• GIVEN EXERCISE:
Arrange every line of the rows as a JSON list of strings, one string per line, with blank lines left out.

··· RECORDS SUPPLIED

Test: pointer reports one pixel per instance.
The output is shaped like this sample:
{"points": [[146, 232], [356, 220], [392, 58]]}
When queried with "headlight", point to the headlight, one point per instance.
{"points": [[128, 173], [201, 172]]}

······

• EXERCISE RESPONSE:
[
  "Test: pointer reports one pixel per instance.",
  "The output is shaped like this sample:",
  "{\"points\": [[146, 232], [356, 220], [392, 58]]}",
  "When queried with \"headlight\", point to the headlight, one point per instance.",
  "{\"points\": [[128, 173], [201, 172]]}"
]